— start Exercise materials —
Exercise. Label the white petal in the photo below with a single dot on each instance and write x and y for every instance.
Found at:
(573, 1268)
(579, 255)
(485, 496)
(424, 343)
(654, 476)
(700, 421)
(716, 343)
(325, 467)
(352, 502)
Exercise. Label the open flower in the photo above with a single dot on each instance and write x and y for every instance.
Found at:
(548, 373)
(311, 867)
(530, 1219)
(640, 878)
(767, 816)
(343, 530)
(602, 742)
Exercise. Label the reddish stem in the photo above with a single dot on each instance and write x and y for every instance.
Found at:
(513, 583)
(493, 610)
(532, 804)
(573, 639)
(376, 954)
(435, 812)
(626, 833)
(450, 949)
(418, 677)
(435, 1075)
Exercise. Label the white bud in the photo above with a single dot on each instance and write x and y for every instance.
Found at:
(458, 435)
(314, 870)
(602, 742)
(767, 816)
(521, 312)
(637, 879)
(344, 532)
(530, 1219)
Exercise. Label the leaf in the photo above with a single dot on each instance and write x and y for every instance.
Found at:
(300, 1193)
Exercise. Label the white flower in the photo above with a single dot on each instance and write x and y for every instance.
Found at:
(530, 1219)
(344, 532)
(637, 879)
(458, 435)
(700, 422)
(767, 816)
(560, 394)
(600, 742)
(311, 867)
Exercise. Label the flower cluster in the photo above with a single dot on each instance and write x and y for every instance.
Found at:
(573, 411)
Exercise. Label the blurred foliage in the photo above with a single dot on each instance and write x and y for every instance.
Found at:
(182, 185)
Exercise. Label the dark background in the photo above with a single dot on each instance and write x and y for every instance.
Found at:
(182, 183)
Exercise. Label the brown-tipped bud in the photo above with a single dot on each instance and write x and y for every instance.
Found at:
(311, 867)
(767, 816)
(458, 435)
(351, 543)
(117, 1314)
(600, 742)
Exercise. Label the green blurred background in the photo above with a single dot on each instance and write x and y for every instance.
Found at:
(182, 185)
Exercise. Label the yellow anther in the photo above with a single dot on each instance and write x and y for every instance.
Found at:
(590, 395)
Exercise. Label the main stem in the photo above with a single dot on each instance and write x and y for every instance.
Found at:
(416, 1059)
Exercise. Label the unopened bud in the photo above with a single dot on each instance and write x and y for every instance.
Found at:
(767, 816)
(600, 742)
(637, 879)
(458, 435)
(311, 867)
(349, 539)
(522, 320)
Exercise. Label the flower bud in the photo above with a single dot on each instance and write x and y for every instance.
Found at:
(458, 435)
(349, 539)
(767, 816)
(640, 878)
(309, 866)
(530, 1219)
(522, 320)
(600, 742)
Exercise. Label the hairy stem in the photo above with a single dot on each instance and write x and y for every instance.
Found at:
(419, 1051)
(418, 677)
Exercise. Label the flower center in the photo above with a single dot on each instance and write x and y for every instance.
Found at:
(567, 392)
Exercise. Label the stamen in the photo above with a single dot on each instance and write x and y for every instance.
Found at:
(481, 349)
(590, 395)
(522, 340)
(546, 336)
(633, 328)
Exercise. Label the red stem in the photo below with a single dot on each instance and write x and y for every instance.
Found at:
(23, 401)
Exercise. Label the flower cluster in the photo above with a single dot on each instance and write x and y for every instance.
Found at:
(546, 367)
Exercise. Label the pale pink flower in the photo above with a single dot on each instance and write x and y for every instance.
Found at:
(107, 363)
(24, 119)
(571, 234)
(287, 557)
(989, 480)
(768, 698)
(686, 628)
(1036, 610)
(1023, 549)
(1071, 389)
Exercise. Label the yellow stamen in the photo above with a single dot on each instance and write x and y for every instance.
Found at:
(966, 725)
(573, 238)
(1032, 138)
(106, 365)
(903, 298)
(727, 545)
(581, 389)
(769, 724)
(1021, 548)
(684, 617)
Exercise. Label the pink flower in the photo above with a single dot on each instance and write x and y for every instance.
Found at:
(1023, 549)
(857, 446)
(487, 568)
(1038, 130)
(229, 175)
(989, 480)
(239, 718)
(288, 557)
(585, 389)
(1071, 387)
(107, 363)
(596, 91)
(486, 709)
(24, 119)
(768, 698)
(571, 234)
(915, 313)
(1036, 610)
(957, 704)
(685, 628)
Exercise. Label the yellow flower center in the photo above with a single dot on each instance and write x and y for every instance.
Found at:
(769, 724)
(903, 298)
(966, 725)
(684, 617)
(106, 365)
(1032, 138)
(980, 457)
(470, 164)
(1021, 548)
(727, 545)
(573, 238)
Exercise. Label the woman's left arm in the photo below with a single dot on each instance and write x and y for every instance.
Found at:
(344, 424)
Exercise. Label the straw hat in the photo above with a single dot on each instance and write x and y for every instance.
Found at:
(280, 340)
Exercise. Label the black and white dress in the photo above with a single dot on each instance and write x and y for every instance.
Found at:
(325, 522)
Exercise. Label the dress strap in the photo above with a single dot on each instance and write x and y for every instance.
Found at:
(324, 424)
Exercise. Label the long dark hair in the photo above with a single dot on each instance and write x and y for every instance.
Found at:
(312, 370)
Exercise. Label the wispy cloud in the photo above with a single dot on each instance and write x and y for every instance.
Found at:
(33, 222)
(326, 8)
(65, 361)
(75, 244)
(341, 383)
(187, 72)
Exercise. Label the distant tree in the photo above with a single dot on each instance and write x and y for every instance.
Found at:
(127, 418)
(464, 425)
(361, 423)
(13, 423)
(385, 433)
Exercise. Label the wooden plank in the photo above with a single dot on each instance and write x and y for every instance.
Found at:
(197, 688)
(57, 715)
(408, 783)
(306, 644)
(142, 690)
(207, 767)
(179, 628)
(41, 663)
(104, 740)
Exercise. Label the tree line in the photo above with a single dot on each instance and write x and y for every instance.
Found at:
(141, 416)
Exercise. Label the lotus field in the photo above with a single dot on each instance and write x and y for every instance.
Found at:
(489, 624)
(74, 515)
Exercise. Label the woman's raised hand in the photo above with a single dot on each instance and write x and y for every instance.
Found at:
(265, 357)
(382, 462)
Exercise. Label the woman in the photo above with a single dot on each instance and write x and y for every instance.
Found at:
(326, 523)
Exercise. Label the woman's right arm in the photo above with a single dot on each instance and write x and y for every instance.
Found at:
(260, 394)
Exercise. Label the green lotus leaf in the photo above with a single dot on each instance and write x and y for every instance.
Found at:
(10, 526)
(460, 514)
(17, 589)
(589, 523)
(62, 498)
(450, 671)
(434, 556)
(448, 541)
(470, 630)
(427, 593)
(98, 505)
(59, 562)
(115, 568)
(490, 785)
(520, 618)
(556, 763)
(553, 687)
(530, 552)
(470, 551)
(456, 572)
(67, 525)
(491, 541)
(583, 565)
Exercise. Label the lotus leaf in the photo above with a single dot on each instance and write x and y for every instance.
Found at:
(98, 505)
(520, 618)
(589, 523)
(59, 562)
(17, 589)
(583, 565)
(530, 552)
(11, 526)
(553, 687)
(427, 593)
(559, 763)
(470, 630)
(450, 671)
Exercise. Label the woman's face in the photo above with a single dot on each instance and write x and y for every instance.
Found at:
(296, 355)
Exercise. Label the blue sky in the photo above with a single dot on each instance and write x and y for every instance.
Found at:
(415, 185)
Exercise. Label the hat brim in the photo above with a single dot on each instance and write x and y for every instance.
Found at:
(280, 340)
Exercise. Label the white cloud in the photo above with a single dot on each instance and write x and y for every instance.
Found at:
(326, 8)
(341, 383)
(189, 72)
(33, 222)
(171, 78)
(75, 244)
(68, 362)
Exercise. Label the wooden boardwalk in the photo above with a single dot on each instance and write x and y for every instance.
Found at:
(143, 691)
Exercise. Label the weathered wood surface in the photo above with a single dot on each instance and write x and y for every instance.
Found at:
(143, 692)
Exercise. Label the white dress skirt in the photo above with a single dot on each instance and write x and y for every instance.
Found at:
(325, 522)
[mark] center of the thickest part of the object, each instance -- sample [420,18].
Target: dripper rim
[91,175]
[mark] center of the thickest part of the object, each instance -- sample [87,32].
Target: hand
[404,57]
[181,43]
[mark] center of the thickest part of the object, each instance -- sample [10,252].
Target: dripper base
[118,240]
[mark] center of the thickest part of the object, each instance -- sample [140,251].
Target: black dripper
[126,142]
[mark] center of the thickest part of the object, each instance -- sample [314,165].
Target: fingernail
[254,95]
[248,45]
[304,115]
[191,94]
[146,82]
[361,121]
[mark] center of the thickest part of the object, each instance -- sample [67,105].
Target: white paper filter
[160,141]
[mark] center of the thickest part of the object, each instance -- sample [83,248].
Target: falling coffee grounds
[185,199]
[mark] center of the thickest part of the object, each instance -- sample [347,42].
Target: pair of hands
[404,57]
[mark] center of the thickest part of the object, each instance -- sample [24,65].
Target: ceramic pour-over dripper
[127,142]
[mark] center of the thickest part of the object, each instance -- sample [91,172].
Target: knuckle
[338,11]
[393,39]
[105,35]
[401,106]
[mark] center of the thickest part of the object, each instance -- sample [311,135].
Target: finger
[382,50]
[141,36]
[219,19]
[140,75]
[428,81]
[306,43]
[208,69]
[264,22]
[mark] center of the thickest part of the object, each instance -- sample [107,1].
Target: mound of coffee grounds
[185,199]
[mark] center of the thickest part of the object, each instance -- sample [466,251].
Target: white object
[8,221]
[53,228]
— end Exercise materials —
▸ Task description:
Output exactly the lines between the one containing "Exercise. Label the weathered" and the final line above, both inclusive.

▸ Output of the exercise:
Exercise. Label the weathered wood surface in the photo above with a single dot on each instance and write x and y for every instance.
Found at:
(143, 692)
Exercise. Label the white dress skirt in the photo above with a single dot on each instance and write x and y for every instance.
Found at:
(325, 522)
[mark] center of the thickest part of the object, each instance -- sample [420,18].
Target: dripper rim
[91,175]
[mark] center of the thickest part of the object, each instance -- sample [87,32].
Target: hand
[404,57]
[181,43]
[mark] center of the thickest part of the object, each instance -- sample [10,252].
Target: dripper base
[118,240]
[mark] center of the thickest part of the object, each instance -- sample [140,251].
Target: black dripper
[126,142]
[mark] center of the thickest part of the object, each instance -- sample [314,165].
Target: fingernail
[254,95]
[248,45]
[304,115]
[191,94]
[146,82]
[361,121]
[mark] center of the thickest part of the object, each instance -- sample [67,105].
Target: white paper filter
[160,141]
[mark] center of the thickest part of the object, each instance -- sample [83,248].
Target: falling coffee grounds
[185,199]
[mark] center of the thickest part of the object, each instance -- sample [347,42].
Target: pair of hands
[404,57]
[mark] center of the thickest part of the object, each instance -- sample [24,65].
Target: ceramic pour-over dripper
[127,142]
[mark] center of the thickest part of the object, each instance -- sample [91,172].
Target: knuckle
[338,11]
[393,39]
[105,35]
[401,106]
[mark] center of the thickest part of the object, each instance -- sample [311,135].
Target: finger
[382,50]
[141,36]
[219,19]
[140,75]
[428,81]
[306,43]
[208,69]
[264,22]
[mark] center of the thickest part of the object, each instance -- sample [107,1].
Target: mound of coffee grounds
[185,199]
[mark] center of the thickest part of the object, each instance -- sample [466,251].
Target: white object
[8,221]
[53,228]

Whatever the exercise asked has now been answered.